--- Untersuchter Text ---

Ich sah meinen Patienten, Herrn C., während meiner ersten richtigen ‚Pandemie-Schicht‘. Seine Symptome waren klassisch, die Röntgenbilder, der niedrige Sauerstoffgehalt seines Blutes, wir wussten, was er hatte. Und er war der liebste, netteste Mann, dem ich seit Langem begegnet war. Während er nach Luft rang, fragte er uns noch, ob wir etwas von ihm bräuchten. Er sagte, dass er ein Lehrer sei, aber gerade so viel von uns lernen würde. Wie sehr er uns zu schätzen wisse.

--- Datenauszug ---

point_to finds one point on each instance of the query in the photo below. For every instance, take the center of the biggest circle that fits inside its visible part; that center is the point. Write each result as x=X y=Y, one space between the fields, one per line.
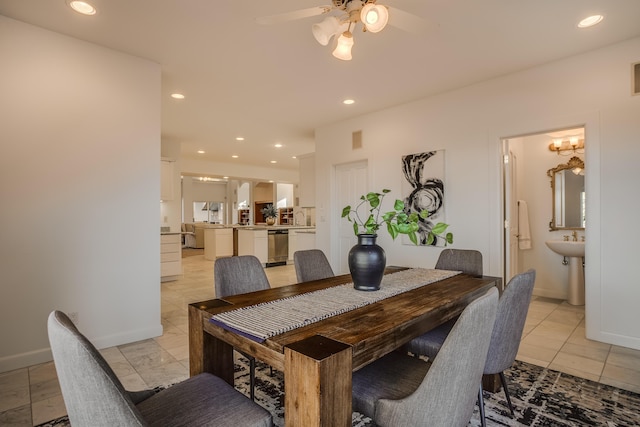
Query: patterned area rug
x=542 y=398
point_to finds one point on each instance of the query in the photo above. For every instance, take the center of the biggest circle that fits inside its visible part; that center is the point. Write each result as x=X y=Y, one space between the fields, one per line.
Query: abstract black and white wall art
x=423 y=188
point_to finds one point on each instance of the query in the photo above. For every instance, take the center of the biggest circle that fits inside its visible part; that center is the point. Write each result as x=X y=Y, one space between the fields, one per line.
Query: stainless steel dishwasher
x=278 y=245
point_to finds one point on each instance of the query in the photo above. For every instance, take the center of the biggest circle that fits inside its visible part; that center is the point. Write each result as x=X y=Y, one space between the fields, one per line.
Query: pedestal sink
x=574 y=251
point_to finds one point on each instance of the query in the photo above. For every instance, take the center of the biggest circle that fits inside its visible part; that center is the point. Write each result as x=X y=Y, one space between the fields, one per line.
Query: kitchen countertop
x=275 y=227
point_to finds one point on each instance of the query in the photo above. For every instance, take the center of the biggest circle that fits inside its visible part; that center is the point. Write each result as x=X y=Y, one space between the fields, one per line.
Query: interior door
x=351 y=183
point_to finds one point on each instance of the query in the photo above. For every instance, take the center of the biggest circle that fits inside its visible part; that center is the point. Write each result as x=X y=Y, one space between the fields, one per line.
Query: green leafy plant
x=269 y=211
x=397 y=220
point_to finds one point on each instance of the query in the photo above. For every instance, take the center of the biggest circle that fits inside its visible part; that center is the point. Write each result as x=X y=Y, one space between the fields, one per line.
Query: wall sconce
x=572 y=145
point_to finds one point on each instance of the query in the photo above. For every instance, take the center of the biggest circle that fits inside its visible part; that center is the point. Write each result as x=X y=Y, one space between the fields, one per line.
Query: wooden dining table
x=318 y=359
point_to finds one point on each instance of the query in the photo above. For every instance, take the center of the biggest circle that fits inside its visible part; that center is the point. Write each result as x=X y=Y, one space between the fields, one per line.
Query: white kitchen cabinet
x=218 y=242
x=253 y=242
x=293 y=243
x=166 y=180
x=170 y=257
x=306 y=239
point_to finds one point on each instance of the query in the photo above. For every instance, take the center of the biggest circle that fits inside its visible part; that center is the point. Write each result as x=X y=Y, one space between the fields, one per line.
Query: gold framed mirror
x=567 y=195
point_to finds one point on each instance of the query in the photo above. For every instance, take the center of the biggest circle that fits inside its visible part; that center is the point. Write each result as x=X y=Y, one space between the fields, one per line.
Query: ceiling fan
x=345 y=15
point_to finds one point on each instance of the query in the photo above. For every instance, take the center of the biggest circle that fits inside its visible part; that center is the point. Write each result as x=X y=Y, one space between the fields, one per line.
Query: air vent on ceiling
x=356 y=139
x=635 y=78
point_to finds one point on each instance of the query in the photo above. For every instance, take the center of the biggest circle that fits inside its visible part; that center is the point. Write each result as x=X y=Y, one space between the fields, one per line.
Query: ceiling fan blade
x=296 y=14
x=409 y=22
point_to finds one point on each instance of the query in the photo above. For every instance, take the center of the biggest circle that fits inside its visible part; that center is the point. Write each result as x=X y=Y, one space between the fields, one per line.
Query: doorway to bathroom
x=535 y=210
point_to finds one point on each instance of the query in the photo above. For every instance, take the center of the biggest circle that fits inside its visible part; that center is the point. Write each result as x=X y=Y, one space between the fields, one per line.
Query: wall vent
x=356 y=140
x=635 y=78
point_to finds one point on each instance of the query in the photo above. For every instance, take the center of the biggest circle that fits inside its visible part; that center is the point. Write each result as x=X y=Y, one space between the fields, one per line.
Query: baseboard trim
x=36 y=357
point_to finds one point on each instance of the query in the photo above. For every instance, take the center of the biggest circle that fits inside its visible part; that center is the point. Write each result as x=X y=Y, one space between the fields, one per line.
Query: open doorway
x=535 y=210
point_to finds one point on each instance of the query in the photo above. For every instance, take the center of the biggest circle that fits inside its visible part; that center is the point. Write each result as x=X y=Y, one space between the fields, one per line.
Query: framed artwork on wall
x=423 y=188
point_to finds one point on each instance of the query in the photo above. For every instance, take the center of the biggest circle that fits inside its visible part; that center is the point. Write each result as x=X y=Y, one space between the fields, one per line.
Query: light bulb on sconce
x=343 y=49
x=565 y=147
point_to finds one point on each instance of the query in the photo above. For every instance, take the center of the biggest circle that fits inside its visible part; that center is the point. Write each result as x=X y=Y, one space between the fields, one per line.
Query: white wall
x=171 y=210
x=79 y=189
x=591 y=89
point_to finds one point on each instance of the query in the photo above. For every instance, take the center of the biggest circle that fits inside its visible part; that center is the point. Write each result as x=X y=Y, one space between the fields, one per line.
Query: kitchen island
x=272 y=245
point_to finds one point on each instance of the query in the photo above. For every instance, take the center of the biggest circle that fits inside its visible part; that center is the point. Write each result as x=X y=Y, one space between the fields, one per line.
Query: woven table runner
x=261 y=321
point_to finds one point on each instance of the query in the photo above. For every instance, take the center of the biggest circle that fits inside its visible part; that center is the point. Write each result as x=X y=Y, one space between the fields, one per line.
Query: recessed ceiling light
x=590 y=21
x=82 y=7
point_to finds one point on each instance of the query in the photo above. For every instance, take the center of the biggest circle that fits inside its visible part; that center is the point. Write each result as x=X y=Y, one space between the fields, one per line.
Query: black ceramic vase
x=366 y=263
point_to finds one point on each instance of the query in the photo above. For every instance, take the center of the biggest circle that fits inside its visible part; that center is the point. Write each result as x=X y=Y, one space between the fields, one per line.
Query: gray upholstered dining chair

---

• Aufgaben:
(a) Wie lautet der Abschnitt des Berichts über Herrn C., der mit den Worten „Ich sah meinen“ beginnt und mit „zu schätzen wisse.“ endet, wenn man darin „Lehrer“ durch „Bibliothekar“ ersetzt?
(b) Beantworte diese Fragen zum Bericht über Herrn C.:
(i) In welcher Schicht wurde Herr C. gesehen?
(ii) Welchen Beruf hatte Herr C. nach eigener Aussage?
(iii) Was fragte Herr C., während er nach Luft rang?

• Antworten der Reihe:
(a)
Ich sah meinen Patienten, Herrn C., während meiner ersten richtigen ‚Pandemie-Schicht‘. Seine Symptome waren klassisch, die Röntgenbilder, der niedrige Sauerstoffgehalt seines Blutes, wir wussten, was er hatte. Und er war der liebste, netteste Mann, dem ich seit Langem begegnet war. Während er nach Luft rang, fragte er uns noch, ob wir etwas von ihm bräuchten. Er sagte, dass er ein Bibliothekar sei, aber gerade so viel von uns lernen würde. Wie sehr er uns zu schätzen wisse.

(b)
(i) In der ersten richtigen „Pandemie-Schicht“.
(ii) Er war Lehrer.
(iii) Er fragte, ob sie etwas von ihm bräuchten.